• Travail à faire
D'après le passage affiché, quelle est la profession de Katy Hoarau ?

• Passage affiché
Les Outre-mer s’apprêtent à prendre part à la 7ᵉ édition de la Rencontre des Entrepreneurs de France (LAREF), les 27 et 28 août prochains, au stade Roland-Garros. Parmi les délégations, La Réunion veut se faire entendre, portée par Katy Hoarau, toute nouvelle présidente du MEDEF. L’experte-comptable de profession plaide pour une gouvernance fondée sur le collectif et sur la levée des freins structurels au développement du territoire. C’est ce message qu’elle portera face aux acteurs économiques et politiques, lors du grand rendez-vous annuel du patronat français.

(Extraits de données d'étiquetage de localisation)

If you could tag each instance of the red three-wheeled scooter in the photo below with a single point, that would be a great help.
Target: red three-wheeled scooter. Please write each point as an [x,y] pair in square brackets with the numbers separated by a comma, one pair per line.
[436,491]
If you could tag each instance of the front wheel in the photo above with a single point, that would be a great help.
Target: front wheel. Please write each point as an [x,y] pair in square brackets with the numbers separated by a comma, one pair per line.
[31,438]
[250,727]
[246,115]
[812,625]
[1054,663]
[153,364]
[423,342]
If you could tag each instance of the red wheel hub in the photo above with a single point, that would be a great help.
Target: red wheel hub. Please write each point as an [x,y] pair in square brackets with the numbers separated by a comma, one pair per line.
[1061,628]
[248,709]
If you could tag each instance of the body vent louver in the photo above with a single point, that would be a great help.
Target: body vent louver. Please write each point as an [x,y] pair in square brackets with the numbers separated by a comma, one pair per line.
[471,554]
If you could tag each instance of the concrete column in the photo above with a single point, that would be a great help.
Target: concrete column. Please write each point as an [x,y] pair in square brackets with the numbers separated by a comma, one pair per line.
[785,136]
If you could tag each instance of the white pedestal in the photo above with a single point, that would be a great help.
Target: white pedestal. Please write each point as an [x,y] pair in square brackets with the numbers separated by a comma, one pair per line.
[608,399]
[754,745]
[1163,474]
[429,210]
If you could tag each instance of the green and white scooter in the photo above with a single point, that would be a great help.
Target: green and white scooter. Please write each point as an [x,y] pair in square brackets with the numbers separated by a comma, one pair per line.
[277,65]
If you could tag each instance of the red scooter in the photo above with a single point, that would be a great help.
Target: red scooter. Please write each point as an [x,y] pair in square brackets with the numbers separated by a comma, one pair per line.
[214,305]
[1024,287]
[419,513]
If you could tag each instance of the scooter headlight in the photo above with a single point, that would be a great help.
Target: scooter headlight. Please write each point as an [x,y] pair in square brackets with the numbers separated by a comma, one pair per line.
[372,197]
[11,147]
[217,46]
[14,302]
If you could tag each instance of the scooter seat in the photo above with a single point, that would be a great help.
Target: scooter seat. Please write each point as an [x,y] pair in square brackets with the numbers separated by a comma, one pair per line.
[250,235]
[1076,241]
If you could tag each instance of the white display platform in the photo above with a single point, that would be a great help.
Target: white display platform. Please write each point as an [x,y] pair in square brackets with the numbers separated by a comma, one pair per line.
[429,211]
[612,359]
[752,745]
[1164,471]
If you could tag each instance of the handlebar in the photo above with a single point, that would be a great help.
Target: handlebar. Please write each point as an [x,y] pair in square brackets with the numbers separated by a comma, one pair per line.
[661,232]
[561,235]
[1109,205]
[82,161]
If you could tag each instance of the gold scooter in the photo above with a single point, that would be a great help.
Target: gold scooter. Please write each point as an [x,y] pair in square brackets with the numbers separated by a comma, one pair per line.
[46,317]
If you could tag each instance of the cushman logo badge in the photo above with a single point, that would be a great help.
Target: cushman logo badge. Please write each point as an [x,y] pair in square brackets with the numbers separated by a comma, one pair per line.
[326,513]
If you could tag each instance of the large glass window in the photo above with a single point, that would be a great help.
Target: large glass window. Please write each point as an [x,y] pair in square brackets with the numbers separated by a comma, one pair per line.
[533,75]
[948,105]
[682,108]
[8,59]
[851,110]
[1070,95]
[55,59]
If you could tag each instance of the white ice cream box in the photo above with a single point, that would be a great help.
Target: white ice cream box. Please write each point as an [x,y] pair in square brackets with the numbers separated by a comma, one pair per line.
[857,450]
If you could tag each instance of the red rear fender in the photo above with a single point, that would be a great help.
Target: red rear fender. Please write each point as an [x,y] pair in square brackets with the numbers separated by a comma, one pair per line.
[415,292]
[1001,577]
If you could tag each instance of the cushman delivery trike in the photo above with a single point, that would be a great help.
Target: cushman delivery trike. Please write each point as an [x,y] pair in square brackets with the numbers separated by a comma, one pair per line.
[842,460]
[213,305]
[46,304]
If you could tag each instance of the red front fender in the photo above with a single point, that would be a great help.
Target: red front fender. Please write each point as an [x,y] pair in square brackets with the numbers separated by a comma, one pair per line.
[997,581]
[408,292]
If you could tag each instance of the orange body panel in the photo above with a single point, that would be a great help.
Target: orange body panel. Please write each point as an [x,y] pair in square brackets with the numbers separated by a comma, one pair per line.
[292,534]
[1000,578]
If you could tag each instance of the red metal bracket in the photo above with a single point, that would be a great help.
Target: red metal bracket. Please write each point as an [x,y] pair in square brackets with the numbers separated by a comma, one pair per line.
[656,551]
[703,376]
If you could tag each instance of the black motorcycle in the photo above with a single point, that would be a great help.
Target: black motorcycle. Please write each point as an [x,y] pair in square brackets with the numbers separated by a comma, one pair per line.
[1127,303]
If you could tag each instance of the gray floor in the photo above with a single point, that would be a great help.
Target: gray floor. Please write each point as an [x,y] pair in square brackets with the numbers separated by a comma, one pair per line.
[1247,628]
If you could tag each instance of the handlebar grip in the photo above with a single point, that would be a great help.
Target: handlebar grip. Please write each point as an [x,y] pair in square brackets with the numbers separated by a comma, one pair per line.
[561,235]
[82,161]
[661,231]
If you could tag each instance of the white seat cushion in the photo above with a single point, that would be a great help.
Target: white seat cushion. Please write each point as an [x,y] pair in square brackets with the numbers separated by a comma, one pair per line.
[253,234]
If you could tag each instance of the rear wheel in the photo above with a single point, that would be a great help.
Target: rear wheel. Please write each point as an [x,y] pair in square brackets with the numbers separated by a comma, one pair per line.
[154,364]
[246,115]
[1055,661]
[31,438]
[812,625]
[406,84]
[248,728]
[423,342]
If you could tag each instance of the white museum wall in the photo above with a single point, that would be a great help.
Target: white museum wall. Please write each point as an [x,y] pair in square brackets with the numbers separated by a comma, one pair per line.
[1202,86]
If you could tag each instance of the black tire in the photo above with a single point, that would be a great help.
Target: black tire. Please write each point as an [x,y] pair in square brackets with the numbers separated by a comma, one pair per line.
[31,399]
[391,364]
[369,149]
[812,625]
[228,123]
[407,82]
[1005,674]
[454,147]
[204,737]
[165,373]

---

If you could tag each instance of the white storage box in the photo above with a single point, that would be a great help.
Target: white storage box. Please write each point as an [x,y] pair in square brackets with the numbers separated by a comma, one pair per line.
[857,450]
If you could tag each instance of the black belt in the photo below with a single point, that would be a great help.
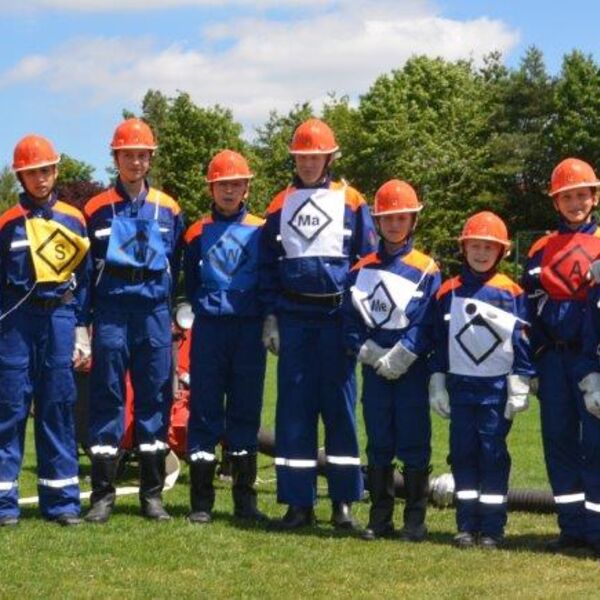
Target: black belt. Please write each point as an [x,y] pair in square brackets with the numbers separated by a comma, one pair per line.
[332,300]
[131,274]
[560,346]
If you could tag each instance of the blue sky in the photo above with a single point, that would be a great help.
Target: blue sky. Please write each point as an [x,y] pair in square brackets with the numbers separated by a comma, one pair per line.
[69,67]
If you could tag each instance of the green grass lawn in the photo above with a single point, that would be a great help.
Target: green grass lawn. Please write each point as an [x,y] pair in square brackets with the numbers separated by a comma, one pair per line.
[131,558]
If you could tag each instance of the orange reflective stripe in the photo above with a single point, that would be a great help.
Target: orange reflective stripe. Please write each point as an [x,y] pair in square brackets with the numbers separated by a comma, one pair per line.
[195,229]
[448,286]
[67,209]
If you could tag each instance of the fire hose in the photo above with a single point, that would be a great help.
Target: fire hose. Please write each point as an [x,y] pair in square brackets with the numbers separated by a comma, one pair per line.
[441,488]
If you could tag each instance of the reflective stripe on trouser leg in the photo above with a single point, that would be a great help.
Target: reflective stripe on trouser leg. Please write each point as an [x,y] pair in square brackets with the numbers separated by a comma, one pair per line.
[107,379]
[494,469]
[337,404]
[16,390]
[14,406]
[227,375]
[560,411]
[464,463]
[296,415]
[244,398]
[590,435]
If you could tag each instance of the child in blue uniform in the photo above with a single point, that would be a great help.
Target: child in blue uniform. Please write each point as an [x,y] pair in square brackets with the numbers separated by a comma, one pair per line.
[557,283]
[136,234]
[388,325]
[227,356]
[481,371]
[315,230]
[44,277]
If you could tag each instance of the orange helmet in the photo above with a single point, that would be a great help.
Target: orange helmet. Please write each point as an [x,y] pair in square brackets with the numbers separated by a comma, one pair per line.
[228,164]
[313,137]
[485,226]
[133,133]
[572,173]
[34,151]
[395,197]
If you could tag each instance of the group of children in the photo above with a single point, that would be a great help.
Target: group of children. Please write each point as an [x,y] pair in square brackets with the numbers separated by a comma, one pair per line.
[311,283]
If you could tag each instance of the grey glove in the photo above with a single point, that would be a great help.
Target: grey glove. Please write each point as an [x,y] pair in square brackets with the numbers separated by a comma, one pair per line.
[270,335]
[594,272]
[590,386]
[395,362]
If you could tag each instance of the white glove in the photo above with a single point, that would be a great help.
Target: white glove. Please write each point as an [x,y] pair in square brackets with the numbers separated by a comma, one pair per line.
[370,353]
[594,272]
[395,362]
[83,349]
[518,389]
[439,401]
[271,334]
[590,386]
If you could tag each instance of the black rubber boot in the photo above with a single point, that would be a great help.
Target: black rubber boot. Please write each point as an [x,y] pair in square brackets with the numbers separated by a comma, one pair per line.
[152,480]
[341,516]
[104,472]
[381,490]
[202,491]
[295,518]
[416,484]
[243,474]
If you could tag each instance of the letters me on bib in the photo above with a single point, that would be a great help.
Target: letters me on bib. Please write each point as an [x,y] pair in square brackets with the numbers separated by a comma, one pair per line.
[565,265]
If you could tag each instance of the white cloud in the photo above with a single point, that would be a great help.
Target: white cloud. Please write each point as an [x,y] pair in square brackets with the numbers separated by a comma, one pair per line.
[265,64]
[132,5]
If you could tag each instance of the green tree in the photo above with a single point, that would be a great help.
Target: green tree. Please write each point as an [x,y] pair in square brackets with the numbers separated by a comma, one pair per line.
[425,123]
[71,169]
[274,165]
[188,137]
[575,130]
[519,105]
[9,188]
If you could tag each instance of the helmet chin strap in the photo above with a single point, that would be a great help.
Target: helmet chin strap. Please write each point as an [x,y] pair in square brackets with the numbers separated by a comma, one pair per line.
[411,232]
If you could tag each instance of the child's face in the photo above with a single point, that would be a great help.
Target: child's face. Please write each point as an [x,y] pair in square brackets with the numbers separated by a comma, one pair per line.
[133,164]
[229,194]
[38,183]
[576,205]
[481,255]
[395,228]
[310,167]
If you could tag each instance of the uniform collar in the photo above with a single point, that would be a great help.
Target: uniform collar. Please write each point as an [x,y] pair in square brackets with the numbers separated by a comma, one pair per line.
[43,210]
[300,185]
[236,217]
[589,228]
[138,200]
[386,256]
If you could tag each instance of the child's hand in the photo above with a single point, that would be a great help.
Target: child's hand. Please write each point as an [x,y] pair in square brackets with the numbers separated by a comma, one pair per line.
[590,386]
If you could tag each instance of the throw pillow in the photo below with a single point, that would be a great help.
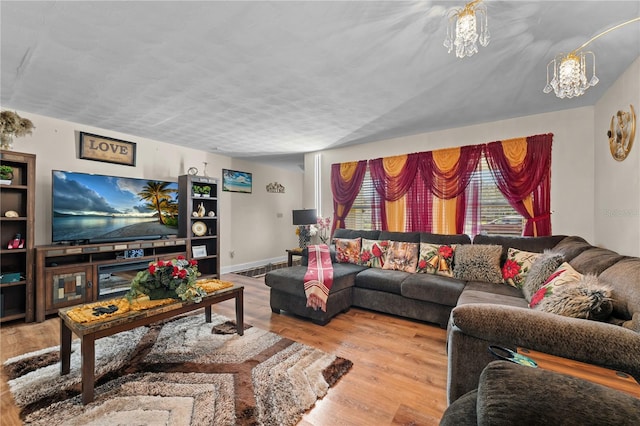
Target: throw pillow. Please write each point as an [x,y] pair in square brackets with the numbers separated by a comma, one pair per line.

...

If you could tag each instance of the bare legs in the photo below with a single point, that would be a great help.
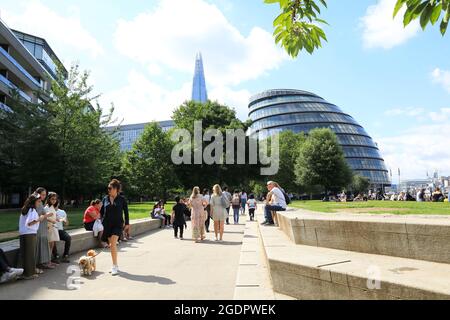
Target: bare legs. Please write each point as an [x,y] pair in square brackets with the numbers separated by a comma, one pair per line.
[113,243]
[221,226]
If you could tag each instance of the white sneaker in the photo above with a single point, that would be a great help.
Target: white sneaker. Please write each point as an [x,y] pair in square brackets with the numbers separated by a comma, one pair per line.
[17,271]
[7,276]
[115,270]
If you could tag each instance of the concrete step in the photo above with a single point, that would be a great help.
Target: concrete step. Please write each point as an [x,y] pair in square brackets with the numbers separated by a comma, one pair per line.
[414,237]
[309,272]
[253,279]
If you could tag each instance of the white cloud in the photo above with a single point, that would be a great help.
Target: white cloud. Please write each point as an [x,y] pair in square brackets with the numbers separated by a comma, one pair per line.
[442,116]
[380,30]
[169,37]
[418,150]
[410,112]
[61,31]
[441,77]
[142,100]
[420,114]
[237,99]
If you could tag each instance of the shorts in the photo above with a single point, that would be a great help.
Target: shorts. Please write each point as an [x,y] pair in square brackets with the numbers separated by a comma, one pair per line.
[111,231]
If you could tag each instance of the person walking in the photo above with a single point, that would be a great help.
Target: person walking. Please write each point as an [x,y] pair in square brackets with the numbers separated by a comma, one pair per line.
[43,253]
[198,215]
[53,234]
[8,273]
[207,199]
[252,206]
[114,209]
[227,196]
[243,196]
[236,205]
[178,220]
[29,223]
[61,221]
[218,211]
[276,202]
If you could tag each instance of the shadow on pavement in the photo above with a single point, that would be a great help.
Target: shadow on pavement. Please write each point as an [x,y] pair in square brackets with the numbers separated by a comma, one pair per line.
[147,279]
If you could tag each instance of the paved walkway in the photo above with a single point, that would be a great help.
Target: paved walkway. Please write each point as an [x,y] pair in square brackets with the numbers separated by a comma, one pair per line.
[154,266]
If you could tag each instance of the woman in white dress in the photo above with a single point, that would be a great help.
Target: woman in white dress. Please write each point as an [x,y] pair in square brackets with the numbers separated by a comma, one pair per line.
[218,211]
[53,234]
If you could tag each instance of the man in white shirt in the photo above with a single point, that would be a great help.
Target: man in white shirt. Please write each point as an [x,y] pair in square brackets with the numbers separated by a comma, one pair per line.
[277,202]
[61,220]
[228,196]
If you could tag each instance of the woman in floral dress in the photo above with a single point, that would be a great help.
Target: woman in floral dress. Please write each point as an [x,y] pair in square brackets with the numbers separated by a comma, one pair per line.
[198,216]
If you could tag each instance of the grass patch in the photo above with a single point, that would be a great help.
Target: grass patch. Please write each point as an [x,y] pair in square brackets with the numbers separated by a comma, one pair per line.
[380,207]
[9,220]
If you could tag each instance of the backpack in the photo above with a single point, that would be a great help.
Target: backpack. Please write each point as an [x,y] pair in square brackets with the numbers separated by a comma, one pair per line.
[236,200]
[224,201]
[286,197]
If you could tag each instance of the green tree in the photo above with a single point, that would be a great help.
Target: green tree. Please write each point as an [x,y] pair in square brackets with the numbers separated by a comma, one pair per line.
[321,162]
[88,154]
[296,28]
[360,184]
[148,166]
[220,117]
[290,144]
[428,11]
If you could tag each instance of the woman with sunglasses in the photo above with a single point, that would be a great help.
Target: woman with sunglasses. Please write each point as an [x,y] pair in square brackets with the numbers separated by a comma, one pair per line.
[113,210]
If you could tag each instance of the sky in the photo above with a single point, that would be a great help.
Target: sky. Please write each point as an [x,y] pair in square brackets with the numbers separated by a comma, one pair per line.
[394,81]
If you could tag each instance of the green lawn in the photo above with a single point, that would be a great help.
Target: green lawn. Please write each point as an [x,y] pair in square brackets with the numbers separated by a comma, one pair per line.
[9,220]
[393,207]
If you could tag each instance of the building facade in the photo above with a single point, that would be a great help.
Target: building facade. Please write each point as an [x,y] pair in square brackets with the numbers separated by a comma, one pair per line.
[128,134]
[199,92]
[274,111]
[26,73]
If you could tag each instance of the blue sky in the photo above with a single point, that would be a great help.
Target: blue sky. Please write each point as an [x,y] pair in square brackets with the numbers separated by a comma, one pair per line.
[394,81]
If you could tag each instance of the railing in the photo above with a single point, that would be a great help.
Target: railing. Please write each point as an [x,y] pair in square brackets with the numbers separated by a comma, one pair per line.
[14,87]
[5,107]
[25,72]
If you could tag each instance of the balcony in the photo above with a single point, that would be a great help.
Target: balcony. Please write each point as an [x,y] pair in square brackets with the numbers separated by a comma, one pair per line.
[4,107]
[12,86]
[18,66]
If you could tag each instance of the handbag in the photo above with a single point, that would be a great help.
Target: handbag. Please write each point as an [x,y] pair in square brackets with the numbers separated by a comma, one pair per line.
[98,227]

• Solution proposée
Elle est experte-comptable.